Source excerpt:

Stability criteria - System Analysis and Control

Suppose a system has transfer function

G(s) = \frac{b(s)}{a(s)},

(1)

where $b(s)$ and $a(s)$ are the numerator and denominator polynomials, respectively. The denominator $a(s)$ is also called the characteristic polynomial of the system, and its roots are the poles of the system.

Remember the definition of stability: a system is stable if all of its poles have negative real part, i.e., they lie in the left-half plane (LHP). It is always possible to check stability by:

Computing all roots of $a(s)$ , and
Checking that each root has negative real part.

But if we only care whether the system is stable (not the exact pole locations), computing all of the roots is often impractical and unnecessary. We will learn a faster way!

Normalize the characteristic polynomial¶

Many stability tests assume the characteristic polynomial is monic (leading coefficient equals 1). So first, normalize $a(s)$ by dividing through by its leading coefficient.)

For example,

\frac{3s+7}{-2s^2+5s+1} \;=\; \frac{-\tfrac{3}{2}s-\tfrac{7}{2}}{s^2-\tfrac{5}{2}s-\tfrac{1}{2}},

(2)

and the normalized characteristic polynomial is

s^2-\frac{5}{2}s-\frac{1}{2}.

Required actions:
A. Retype the part of the stability criteria page starting with "Stability criteria - System" and going on through "negative real part.".
B. From the stability criteria page, list the coefficients of the normalized characteristic polynomial in the worked example, from the highest power of s down to the constant term.

Records:
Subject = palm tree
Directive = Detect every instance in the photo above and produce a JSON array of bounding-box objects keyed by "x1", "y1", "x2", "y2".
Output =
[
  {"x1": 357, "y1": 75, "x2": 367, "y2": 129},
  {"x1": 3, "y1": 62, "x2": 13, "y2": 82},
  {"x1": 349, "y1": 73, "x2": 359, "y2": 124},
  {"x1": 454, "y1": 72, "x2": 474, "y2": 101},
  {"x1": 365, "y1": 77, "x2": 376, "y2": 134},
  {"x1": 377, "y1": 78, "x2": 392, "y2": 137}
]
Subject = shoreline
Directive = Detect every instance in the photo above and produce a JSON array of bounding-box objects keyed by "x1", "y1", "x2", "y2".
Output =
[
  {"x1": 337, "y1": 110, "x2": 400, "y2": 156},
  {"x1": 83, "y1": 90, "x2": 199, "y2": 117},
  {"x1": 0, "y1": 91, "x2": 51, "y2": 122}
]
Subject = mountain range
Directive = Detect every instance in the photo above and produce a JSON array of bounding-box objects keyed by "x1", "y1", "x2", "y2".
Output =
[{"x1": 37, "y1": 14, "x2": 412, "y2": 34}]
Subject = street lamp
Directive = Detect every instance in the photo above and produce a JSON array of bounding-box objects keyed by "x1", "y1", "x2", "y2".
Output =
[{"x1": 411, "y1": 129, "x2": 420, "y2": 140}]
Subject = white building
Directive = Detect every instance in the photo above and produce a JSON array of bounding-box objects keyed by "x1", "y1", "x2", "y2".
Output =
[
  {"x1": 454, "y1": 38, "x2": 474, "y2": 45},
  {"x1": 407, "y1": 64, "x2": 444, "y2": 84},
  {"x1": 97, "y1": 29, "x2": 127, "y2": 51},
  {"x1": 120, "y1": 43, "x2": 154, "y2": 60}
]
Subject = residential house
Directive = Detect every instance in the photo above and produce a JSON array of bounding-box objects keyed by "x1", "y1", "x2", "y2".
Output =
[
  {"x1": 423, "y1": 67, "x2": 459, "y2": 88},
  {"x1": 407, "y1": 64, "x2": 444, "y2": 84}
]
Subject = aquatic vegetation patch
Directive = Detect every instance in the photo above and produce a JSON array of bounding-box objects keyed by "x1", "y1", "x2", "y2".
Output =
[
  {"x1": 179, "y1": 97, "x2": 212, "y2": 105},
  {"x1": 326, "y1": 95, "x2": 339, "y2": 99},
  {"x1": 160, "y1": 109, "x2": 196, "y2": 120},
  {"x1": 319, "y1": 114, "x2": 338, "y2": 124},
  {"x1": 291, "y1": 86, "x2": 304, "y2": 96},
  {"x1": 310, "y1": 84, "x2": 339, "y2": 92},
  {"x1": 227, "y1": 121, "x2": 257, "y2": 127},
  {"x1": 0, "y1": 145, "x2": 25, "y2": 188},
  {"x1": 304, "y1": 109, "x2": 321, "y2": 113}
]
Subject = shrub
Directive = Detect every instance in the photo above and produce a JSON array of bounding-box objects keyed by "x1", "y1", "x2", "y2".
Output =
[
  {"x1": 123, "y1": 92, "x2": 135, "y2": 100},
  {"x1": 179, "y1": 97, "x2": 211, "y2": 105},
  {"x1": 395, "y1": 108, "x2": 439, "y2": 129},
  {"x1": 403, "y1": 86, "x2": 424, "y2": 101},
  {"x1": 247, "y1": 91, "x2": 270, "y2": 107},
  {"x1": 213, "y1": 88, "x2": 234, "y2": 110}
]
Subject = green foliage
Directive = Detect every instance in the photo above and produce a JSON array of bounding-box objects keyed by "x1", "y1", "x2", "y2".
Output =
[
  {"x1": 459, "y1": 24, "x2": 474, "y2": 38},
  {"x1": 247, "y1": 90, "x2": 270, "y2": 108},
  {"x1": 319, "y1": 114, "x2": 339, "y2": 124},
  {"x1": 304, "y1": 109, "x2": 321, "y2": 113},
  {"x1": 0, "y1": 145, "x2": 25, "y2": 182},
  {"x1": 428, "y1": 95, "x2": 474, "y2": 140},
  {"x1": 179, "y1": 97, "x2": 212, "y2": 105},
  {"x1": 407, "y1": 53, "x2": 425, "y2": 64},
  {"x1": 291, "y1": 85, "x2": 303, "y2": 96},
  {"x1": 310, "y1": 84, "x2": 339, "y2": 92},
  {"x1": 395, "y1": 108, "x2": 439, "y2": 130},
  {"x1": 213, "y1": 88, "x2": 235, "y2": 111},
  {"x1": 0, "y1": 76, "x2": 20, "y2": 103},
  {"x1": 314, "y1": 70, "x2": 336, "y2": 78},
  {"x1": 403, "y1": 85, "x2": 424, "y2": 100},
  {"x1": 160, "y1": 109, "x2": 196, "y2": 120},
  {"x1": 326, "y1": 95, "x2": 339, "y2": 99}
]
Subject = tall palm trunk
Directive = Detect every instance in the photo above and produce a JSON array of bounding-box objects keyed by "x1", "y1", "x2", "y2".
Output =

==

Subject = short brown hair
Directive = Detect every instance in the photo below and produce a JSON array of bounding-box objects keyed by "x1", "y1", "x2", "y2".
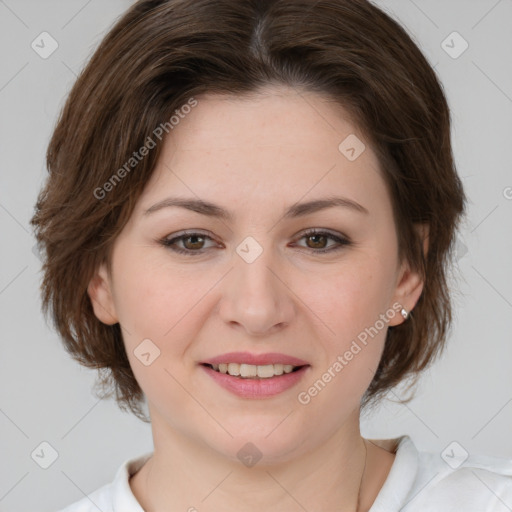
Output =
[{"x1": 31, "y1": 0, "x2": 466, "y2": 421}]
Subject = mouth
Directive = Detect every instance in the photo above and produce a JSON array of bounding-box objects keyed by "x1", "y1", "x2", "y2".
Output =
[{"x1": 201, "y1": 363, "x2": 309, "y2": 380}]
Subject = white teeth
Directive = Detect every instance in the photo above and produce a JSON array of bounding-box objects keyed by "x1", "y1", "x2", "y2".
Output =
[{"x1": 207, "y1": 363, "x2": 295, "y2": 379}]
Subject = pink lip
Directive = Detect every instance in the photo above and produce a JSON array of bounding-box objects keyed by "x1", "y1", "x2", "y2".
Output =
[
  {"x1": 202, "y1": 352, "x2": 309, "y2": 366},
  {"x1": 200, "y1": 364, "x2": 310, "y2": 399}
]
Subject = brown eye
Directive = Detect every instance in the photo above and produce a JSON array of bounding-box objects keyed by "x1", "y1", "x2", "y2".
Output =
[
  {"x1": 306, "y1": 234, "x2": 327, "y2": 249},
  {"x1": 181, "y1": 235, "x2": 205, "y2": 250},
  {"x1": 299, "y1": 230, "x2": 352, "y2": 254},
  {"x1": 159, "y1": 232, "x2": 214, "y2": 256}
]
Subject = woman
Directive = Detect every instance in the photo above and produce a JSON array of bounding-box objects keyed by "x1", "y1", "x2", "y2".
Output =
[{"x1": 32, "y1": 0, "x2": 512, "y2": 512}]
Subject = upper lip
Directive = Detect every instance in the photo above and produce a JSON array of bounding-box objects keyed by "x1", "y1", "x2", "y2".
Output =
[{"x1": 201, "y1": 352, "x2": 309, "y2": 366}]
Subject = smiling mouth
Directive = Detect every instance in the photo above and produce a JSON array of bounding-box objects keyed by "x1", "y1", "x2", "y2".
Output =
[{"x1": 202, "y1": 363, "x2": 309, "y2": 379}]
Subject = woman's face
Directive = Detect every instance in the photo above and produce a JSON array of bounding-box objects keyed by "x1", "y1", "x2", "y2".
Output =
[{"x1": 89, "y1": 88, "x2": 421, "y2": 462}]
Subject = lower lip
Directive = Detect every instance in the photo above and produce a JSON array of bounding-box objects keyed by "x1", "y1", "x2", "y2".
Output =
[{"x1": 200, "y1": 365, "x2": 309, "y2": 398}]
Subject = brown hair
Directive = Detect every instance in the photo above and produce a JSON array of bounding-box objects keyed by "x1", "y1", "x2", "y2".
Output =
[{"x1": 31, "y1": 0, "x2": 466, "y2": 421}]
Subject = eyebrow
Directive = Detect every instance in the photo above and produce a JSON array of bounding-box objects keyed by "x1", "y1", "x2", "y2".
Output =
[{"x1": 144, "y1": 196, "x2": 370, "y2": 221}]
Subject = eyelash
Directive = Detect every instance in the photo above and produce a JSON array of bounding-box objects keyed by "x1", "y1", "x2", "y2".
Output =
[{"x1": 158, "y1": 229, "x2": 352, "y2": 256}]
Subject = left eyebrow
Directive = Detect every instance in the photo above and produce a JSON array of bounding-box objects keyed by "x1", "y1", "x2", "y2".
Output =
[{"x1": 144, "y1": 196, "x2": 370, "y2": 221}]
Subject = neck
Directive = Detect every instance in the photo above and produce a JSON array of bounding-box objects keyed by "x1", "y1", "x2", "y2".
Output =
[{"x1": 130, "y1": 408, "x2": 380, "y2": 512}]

Answers to the problems:
A.
Stability criteria - System Analysis and Control

Suppose a system has transfer function

G(s) = \frac{b(s)}{a(s)},

(1)

where $b(s)$ and $a(s)$ are the numerator and denominator polynomials, respectively. The denominator $a(s)$ is also called the characteristic polynomial of the system, and its roots are the poles of the system.

Remember the definition of stability: a system is stable if all of its poles have negative real part, i.e., they lie in the left-half plane (LHP). It is always possible to check stability by:

Computing all roots of $a(s)$ , and
Checking that each root has negative real part.

B. 1, -5/2, -1/2